## DIRECTIONS
Copy exactly the last part of the entries, starting from the line with "TARGET = illuminated ferris wheel" and including the final line.

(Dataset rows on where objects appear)
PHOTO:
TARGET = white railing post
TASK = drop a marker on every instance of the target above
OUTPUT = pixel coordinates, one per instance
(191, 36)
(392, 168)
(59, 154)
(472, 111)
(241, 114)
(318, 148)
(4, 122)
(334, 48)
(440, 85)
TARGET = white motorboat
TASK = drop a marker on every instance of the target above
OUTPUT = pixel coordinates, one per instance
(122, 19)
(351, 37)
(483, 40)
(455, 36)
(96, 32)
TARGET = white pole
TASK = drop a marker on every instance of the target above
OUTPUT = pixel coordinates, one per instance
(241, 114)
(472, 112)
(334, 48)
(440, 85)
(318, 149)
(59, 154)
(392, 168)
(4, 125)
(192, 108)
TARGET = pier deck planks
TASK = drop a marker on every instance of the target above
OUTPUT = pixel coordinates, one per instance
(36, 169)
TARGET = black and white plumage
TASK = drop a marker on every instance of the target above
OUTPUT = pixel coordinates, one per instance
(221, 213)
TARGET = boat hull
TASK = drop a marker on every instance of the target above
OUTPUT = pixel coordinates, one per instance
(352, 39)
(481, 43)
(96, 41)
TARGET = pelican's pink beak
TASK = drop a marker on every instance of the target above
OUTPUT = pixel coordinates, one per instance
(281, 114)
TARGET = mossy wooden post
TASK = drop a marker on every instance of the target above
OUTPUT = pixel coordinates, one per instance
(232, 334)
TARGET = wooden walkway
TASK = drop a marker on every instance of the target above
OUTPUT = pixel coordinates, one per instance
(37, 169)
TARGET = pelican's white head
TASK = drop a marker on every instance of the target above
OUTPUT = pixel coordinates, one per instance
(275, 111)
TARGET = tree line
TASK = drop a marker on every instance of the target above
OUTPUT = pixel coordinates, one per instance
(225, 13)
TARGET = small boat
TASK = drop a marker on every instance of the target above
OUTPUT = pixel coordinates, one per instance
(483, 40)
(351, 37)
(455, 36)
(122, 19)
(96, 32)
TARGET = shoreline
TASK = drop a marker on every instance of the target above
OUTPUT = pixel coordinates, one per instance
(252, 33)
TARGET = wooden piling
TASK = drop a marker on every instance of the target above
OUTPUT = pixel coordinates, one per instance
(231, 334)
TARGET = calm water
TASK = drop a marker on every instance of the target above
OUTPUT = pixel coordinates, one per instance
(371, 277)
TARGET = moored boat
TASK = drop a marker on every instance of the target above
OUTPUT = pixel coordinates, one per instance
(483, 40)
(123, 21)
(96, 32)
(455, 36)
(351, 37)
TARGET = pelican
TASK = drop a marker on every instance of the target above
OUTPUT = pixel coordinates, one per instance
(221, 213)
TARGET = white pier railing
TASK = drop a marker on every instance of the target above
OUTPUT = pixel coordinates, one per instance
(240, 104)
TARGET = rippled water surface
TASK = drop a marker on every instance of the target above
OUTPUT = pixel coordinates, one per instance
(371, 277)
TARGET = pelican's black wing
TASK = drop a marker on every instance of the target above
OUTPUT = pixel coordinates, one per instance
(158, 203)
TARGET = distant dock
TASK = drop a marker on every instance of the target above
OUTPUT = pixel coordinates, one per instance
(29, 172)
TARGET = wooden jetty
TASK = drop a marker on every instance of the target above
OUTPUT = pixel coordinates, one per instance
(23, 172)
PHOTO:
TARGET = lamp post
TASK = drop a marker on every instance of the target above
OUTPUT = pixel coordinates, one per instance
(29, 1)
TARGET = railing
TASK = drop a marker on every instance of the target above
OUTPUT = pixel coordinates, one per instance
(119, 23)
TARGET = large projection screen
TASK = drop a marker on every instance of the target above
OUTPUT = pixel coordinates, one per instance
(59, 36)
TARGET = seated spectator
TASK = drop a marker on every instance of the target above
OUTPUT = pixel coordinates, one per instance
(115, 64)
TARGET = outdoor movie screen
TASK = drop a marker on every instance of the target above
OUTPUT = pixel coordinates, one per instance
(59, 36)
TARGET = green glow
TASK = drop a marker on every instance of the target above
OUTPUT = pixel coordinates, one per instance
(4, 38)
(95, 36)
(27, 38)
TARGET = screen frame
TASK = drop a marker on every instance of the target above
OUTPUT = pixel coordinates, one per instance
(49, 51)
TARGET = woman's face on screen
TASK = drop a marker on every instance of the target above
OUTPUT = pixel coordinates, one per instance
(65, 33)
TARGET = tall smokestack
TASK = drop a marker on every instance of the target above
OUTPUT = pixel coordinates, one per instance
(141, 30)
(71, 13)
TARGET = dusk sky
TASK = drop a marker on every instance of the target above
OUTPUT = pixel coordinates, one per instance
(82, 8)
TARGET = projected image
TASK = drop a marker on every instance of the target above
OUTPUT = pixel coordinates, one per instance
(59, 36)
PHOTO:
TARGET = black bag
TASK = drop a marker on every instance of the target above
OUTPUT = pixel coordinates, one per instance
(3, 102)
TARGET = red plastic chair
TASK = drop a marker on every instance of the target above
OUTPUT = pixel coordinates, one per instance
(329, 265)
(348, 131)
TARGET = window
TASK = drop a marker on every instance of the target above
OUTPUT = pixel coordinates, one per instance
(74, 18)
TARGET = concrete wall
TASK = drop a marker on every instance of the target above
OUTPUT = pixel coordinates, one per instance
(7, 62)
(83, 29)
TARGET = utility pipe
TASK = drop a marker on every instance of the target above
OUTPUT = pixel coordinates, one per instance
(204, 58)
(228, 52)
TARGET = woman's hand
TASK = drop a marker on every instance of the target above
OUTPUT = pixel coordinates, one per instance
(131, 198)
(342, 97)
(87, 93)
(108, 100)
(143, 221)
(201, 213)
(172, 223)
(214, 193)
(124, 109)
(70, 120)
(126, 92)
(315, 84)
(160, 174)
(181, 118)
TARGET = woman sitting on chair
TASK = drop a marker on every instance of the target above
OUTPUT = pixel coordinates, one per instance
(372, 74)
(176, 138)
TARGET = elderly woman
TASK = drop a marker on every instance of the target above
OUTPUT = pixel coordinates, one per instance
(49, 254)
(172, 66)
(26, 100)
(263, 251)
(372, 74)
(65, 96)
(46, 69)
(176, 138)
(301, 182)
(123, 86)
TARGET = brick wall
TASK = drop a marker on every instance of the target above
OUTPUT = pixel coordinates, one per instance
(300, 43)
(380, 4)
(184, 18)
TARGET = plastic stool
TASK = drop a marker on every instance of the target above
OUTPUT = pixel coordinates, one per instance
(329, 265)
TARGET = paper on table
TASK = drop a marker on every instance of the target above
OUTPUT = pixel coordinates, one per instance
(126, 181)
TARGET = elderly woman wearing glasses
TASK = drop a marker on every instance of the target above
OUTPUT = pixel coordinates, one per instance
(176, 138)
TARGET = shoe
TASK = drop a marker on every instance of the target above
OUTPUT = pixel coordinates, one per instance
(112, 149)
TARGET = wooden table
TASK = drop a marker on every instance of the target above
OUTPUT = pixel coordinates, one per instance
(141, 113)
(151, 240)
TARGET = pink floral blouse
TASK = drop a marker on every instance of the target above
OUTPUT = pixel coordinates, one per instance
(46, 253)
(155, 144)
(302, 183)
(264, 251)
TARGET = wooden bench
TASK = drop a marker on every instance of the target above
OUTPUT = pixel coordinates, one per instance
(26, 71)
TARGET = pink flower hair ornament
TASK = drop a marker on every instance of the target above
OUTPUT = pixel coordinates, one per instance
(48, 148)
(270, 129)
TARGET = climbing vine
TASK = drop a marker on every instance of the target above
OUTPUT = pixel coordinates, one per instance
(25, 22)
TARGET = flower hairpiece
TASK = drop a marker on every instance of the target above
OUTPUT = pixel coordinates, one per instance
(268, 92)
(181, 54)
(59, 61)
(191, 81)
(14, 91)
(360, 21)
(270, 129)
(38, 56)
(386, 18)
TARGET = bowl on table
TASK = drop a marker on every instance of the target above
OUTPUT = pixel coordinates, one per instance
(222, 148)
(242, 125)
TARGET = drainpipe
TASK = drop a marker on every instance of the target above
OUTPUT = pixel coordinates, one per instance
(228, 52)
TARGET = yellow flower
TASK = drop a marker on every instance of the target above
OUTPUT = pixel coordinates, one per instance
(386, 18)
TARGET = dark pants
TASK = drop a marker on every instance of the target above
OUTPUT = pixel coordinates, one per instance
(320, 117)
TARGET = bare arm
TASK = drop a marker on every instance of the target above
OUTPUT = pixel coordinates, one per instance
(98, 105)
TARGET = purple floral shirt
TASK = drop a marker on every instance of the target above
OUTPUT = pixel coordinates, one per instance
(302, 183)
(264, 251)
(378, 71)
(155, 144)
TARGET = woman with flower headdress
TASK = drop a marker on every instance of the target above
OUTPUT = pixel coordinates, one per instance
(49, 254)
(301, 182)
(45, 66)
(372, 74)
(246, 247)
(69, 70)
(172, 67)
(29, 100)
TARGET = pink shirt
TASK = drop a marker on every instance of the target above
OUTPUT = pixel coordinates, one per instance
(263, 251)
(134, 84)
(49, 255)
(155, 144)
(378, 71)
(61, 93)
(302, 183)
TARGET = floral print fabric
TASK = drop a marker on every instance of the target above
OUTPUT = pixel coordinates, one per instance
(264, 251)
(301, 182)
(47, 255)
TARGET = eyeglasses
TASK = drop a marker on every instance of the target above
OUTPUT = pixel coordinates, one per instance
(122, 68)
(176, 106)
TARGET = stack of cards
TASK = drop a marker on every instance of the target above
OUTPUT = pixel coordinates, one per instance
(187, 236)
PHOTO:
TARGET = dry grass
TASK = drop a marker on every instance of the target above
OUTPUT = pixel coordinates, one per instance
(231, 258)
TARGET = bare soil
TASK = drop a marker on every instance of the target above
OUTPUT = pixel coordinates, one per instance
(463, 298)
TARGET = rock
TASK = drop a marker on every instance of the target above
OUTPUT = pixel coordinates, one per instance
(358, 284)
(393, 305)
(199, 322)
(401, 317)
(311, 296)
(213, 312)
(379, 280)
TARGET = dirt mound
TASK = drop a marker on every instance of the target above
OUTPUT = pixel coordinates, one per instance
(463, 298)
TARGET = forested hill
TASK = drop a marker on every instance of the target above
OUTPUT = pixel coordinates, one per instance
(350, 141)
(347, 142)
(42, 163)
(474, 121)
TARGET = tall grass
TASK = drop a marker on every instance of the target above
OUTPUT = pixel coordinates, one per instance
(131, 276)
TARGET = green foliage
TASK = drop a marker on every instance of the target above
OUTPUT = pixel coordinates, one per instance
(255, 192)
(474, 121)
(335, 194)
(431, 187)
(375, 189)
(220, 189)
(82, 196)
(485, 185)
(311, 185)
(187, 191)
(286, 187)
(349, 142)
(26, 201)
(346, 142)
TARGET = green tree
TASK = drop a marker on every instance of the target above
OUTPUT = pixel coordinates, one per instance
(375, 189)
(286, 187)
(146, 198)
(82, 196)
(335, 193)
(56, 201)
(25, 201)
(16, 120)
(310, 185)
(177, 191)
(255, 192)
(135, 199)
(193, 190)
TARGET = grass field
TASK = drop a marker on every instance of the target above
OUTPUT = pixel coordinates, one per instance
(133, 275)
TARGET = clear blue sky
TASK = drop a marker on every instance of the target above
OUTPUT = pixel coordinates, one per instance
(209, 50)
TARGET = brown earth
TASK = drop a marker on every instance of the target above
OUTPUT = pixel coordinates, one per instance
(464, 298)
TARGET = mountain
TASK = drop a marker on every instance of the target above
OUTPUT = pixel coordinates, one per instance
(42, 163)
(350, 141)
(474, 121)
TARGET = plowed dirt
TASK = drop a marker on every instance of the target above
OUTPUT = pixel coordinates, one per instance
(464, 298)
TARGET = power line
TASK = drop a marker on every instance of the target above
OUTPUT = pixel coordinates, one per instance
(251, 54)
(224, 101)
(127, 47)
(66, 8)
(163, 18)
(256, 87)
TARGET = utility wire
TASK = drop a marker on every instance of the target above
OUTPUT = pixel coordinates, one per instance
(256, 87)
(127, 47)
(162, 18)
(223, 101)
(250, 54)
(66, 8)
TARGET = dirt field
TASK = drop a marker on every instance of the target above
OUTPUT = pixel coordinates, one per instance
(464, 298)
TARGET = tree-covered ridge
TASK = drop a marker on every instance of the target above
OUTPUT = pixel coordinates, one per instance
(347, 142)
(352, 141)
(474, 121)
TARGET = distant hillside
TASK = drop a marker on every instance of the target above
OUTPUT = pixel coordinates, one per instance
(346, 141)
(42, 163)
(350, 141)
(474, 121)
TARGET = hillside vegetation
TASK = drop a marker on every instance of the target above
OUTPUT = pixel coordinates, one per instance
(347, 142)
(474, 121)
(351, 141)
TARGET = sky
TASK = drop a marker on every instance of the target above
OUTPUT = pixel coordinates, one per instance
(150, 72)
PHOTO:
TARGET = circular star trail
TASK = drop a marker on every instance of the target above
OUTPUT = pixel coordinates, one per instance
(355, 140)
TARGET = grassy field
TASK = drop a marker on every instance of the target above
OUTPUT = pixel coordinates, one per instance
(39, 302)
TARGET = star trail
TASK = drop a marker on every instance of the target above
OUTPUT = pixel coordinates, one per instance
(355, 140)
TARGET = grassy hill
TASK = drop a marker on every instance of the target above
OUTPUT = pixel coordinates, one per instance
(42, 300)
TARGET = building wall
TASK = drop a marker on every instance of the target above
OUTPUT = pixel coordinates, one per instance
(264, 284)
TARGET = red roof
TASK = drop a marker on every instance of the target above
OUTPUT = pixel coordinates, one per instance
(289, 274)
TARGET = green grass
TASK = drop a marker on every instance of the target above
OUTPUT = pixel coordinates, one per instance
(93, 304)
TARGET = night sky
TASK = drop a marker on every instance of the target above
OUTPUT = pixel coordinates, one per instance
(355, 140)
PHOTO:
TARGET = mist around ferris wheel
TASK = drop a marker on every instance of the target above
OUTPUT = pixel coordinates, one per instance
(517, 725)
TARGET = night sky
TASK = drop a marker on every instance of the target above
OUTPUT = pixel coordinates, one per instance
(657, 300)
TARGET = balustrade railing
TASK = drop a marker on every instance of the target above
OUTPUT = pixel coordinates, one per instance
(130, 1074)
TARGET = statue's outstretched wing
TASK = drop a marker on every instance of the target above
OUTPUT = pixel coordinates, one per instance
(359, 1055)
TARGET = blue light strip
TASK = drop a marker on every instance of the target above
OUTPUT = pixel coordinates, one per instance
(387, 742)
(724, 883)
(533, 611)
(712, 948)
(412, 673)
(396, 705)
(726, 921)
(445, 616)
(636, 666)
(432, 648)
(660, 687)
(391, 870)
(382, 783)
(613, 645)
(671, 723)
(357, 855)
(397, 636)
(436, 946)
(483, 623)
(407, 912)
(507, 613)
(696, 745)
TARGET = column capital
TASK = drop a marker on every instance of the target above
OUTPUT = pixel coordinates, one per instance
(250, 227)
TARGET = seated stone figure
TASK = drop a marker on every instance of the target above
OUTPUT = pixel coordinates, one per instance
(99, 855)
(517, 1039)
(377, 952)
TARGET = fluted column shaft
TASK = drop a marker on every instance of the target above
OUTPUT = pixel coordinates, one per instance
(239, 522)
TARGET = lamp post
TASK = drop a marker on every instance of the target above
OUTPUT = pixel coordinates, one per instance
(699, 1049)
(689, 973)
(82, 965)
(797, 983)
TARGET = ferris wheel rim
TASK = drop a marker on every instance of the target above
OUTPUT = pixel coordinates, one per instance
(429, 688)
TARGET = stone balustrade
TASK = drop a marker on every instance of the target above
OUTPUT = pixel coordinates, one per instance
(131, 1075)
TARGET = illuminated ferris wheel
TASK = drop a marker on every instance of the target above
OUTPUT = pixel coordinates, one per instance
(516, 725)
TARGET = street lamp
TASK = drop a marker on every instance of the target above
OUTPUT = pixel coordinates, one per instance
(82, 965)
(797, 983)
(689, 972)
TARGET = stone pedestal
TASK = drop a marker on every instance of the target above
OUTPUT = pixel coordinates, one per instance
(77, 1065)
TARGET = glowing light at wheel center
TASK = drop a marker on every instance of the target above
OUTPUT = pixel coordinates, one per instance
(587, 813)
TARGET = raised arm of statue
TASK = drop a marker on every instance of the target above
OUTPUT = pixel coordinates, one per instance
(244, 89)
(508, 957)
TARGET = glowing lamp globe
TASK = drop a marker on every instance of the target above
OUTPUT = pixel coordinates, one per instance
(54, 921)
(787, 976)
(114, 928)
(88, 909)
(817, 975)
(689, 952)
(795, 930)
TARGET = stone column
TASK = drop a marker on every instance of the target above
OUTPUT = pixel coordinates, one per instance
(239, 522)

## FINISHED ANSWER
TARGET = illuminated ferris wheel
TASK = drop a marker on every instance of the target above
OUTPUT = pixel coordinates, one per instance
(516, 725)
TARGET = street lamp
TASK = drop a marker on every instance of the target above
OUTPUT = pixel coordinates, one per instance
(82, 965)
(797, 983)
(689, 972)
TARGET = stone pedestal
TASK = drop a marker on every instance of the target above
OUTPUT = pixel coordinates, one per instance
(77, 1065)
TARGET = glowing light at wheel center
TASK = drop a marker on every instance of the target above
OUTPUT = pixel coordinates, one per instance
(587, 813)
TARGET = raised arm of statue
TASK = drop a marker on every instance of the target above
OUTPUT = pixel coordinates, one per instance
(244, 89)
(508, 957)
TARGET = glowing lamp globe
TASK = drop a marker on every instance of the target above
OUTPUT = pixel coordinates, one per instance
(54, 921)
(787, 976)
(114, 928)
(88, 909)
(817, 975)
(689, 952)
(795, 930)
TARGET = stone column
TASK = drop a marker on every instance of the target above
OUTPUT = pixel coordinates, one per instance
(239, 522)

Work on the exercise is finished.